_Exercise directions_. Print out each entry below exactly, please.

-- Start Data shown --

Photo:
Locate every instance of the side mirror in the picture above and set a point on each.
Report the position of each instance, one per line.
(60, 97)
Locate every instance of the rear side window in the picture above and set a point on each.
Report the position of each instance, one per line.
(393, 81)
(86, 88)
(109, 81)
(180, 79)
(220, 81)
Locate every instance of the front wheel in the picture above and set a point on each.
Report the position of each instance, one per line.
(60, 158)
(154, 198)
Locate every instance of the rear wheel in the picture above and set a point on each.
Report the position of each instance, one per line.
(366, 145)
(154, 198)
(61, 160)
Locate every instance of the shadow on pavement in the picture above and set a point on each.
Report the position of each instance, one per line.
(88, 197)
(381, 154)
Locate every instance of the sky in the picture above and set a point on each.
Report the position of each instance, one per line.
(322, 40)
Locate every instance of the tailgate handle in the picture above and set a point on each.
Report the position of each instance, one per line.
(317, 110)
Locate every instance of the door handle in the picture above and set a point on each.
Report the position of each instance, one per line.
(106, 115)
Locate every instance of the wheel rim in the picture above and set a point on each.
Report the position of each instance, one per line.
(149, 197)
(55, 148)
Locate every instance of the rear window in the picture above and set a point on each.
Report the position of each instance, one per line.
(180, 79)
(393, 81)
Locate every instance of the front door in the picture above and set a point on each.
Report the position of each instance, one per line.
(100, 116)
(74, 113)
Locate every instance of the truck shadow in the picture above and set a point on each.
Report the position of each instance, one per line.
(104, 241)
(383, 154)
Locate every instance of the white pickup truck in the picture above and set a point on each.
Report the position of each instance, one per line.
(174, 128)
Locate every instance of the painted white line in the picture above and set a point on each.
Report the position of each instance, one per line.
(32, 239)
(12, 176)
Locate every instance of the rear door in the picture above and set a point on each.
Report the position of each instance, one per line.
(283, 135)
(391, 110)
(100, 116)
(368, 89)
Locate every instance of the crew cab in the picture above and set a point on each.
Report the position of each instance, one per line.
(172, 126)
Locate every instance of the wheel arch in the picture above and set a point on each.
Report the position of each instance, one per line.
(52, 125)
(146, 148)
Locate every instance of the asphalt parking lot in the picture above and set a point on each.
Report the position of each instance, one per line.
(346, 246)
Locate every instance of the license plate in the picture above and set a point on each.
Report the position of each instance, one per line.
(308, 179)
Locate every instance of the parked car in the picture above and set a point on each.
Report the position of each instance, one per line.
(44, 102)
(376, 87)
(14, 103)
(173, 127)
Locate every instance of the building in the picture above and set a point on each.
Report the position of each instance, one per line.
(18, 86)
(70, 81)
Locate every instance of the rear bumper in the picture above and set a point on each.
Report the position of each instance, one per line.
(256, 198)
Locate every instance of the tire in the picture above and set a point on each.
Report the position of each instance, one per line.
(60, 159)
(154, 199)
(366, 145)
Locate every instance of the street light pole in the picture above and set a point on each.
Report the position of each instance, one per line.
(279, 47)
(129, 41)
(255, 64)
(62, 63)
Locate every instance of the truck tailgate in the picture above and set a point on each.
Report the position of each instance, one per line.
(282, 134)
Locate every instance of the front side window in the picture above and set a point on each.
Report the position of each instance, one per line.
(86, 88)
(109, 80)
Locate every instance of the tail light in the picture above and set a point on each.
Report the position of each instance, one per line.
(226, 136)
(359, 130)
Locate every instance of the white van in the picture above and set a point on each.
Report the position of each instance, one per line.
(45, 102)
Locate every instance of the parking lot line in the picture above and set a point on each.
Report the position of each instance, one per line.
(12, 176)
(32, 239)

-- End Data shown --

_Written answer_.
Photo:
Locate every instance of the side mirror in the picture above and set a point on each.
Report the position of each instance, one per line.
(60, 97)
Locate every instance of the rear side window in the picture above and set a point on each.
Report the position of each instance, one per line.
(393, 81)
(86, 88)
(109, 81)
(180, 79)
(220, 81)
Locate every instance of the front wheel in the picture above and set a point on each.
Report the position of each instance, one per line.
(60, 158)
(154, 198)
Locate every instance of the rear wheel in the picture above and set a point on each.
Report the position of each instance, one per line.
(366, 145)
(154, 198)
(61, 160)
Locate every instance of the shadow on pavement in the picture above and set a point on each.
Report the position of each instance, one per line.
(88, 197)
(381, 154)
Locate every instance of the sky in the picture above and set a point on each.
Report the position of each instance, one per line.
(322, 40)
Locate every instance of the tailgate handle in the picture above and set a point on each.
Report the position of each instance, one per line.
(317, 110)
Locate every instance of the door handle in the picture above and set a point on each.
Report the position of each instance, one per line.
(106, 115)
Locate every instance of the wheel rim in the picture above and set a point on each.
Report the position of each instance, one per line.
(149, 197)
(55, 148)
Locate every instance of the rear window in the picture above and set a point on each.
Report the position of each instance, one per line.
(180, 79)
(393, 81)
Locate every instance of the front door in the picture above and set a point on each.
Report the position of each instance, one per line.
(100, 116)
(74, 113)
Locate every instance of the truck shadow in the picture above and set a point on each.
Report the position of each instance, one per line.
(104, 241)
(383, 154)
Locate every instance of the white pickup truck in the picture above and set a point on each.
Report the position of each instance, one per line.
(174, 128)
Locate every instance of the painted white line in the picture above and set a point on each.
Report the position of each instance, one per line.
(32, 239)
(12, 176)
Locate every instance of the rear door in the picture above and set a point on each.
Report the position of each instance, one per line.
(283, 135)
(391, 110)
(100, 116)
(368, 89)
Locate every instance of the crew cab in the picture above and set a point on each.
Report the position of each instance, one per line.
(172, 126)
Locate every instance of the wheel arch in the picture above and set a point on each.
Report the position of each instance, one per line.
(52, 125)
(146, 148)
Locate every instance of the asphalt parking lot in the picture above and set a point on each.
Report the position of each instance, one per line.
(346, 246)
Locate every instance of the license plate in the picture above and set a point on each.
Report the position of each instance, one per line.
(308, 179)
Locate every instance of the parked car in the picture above and set a point on each.
Report the position of each instance, one per line.
(44, 102)
(376, 87)
(14, 103)
(173, 127)
Locate every instance of the building in the picture above and set a point on each.
Report the position of each instance, one per line.
(18, 86)
(70, 81)
Locate every instance of the rear bumper in the picture above and set a point on each.
Report the position of each instance, one per line.
(256, 198)
Locate every instance of the tire in the picture above and set a point on each.
Report the position of each instance, one per line.
(60, 159)
(154, 199)
(366, 145)
Locate every instance of the street light pole in the picture above and set a point on each.
Report the position of each instance, one per line.
(279, 47)
(129, 41)
(255, 64)
(62, 63)
Locate every instance of the truck tailgate in the picture above and set a point on each.
Report the position of each instance, one per line.
(282, 134)
Locate every instance of the front side window in the picture above and set a point on each.
Report the position of each instance, one per line.
(86, 88)
(109, 80)
Locate every instance of the tail light in the picture above and set a point on each.
Report the position of each instance, one per line.
(226, 136)
(359, 130)
Locate every instance of the white van in the picture above and set a point on each.
Report the position of each instance, one per line.
(45, 102)
Locate every instance of the parking lot line in the picture above and set a point on each.
Report the position of each instance, one per line.
(12, 176)
(32, 239)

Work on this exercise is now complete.